* **TAREFAS**:
1) Transcreva do texto sobre os ofícios nas Calhetas o trecho que começa com as palavras "Além de terrenos" e termina com "ou apenas vinhedos)".
2) Resuma em duas frases o texto sobre os ofícios nas Calhetas.

* **TEXTO PARA LER**:
Além de terrenos de cultivo, as ‘propriedades’ (o rol não o especifica) incluiriam
(por certo) quintas e vinhas. A respeito de quintas (de citrinos ou apenas vinhedos)
havia (por ali) quatro quinteiros: dois na rua da Boa Viagem, um na da Igreja e
um na Estrada Nova. Onde ficariam as
vinhas e as quintas nas Calhetas? Em nesgas ao longo da beira-mar e (o
grosso) no biscoito. Ou perto dele. Dizem-me agora.[26]
Seria então? Não sei. Para levar os produtos da terra para fora ou trazer outros
de fora, na terra viviam sete ‘arrieiros:’
um na rua do Porto, dois na da Boa Viagem, um na da Igreja, dois na Central e
outros dois na travessa da Boa Vista.[27]
Para construir ou reparar casas, levantar muros (etc..), não faltava pedra nas
pedreiras, como já referi (em trabalho anterior), havia (também) cabouqueiros:
um na rua da Boa Viagem, dois na da Boa Vista, outro na travessa
da Boa Vista. Para ‘trabalhar’ a
pedra bruta que os cabouqueiros arrancavam às pedreiras, havia canteiros: um na rua do Porto e outro na travessa da Boa
Vista. Para construir com a pedra
retirada das pedreiras, ‘trabalhada’ ou
não pelos canteiros, havia seis pedreiros:
cinco na rua da Boa Viagem (a dois passos das pedreiras), um outro (a dois
passos das ruas anteriores) na da Igreja. As obras (claro, também) gastavam
madeira. Era preciso serrá-la, para isso havia um serrador. Morava na rua do Porto. Para trabalhá-la (destinada a
casas ou mesmo a barcos), um carpinteiro
morava na mesma rua. Para agasalhar ou enfeitar o corpo, era só ‘falar’ às duas tecedeiras da rua da Boa Viagem. Para roupa ou (também) mantas? Para ‘consertar’
ou fazer o calçado dos poucos que teriam posse para tal: dois sapateiros (também) na rua da Boa
Viagem.

* **CONTEÚDO DOS DADOS**:
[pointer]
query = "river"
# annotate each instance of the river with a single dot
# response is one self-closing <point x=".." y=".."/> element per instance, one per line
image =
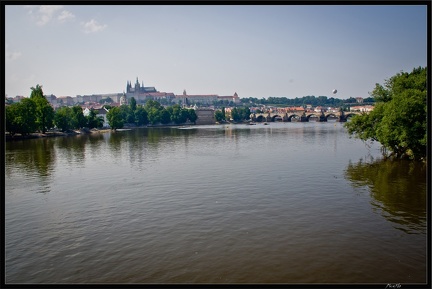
<point x="288" y="203"/>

* **RESPOSTAS POR TAREFA**:
1)
Além de terrenos de cultivo, as ‘propriedades’ (o rol não o especifica) incluiriam
(por certo) quintas e vinhas. A respeito de quintas (de citrinos ou apenas vinhedos)

2) Nas Calhetas, além de terrenos de cultivo, haveria quintas e vinhas, com quatro quinteiros, e sete arrieiros levavam os produtos da terra para fora ou traziam outros de fora. Para as obras havia cabouqueiros, canteiros, seis pedreiros, um serrador e um carpinteiro, e para vestir e calçar havia duas tecedeiras e dois sapateiros na rua da Boa Viagem.